### [Material supplied]
====
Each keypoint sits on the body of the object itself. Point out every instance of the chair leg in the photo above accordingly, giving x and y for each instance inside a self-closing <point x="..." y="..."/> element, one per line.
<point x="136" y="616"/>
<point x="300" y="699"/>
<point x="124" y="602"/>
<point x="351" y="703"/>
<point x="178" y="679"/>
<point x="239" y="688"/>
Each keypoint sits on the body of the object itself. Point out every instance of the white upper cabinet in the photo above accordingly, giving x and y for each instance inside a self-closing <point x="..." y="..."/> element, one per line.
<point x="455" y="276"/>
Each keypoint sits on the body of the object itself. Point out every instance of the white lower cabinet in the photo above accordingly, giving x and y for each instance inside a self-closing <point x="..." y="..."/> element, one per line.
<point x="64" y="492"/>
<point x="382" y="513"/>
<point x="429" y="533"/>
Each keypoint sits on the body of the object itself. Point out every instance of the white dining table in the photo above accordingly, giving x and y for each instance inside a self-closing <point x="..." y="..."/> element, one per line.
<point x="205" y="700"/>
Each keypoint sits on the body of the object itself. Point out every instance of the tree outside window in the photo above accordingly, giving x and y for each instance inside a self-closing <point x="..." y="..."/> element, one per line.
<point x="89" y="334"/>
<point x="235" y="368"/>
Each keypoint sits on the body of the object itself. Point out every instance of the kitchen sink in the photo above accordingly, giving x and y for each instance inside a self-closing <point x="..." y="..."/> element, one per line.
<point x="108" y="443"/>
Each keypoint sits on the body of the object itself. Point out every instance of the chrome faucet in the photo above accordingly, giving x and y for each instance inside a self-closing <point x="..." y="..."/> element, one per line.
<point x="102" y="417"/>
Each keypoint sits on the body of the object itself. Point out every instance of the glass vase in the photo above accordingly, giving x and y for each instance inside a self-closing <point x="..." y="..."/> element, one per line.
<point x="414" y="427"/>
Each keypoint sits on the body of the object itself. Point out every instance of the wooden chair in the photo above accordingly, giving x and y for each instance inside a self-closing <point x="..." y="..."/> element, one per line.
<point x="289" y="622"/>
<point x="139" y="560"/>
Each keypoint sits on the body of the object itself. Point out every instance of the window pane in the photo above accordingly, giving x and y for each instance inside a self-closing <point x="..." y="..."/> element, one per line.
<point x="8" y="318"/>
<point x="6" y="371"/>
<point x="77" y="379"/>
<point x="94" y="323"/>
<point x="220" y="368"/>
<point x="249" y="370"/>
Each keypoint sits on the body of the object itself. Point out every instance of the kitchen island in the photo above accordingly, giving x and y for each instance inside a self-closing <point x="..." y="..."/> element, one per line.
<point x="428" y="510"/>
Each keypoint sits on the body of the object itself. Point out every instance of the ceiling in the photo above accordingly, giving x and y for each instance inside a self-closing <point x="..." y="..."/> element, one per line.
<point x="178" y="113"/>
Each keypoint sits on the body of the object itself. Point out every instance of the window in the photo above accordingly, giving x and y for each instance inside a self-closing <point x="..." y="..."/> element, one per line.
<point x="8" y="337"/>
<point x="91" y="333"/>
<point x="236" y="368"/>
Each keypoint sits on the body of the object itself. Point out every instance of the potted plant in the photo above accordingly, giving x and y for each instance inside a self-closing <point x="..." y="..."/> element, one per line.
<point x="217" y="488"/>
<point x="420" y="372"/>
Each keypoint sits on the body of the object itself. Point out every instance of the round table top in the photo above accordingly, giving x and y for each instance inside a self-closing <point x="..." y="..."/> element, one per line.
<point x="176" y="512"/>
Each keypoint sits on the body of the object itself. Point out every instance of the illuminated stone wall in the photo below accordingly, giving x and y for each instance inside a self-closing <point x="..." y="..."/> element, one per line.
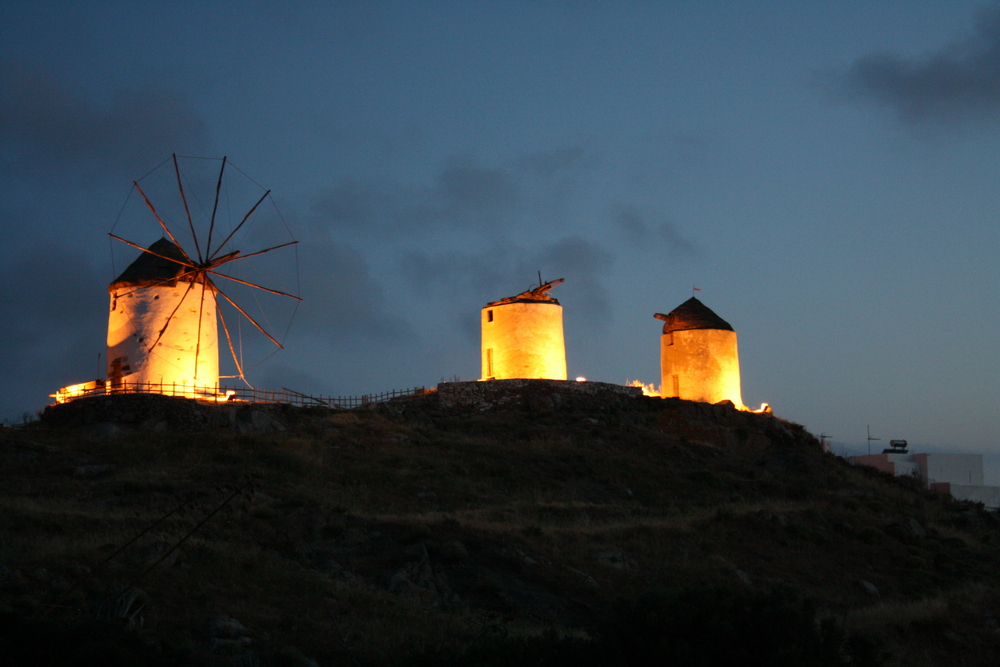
<point x="701" y="365"/>
<point x="523" y="340"/>
<point x="136" y="318"/>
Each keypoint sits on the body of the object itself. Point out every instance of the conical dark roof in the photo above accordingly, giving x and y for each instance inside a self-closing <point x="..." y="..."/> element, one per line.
====
### [Task to complete]
Without any pictures, please write out the lines from the one containing "of the illuminated" through the final line of the data, exactly and inclusive of both ends.

### [Answer box]
Each keypoint sits on the body of the object itself. Point out every instance of the illuminated stone wall in the photo below accordingly, giving x and y for each instance inside a self-closing <point x="..." y="..."/> element, one per line.
<point x="701" y="365"/>
<point x="523" y="340"/>
<point x="136" y="318"/>
Each keypoint sits on the body of the object itself. Point out every instance of the conical dark roof in the photo above accordingly, giving x and y for each instance inside a self-closing <point x="..." y="..."/> element, one per line.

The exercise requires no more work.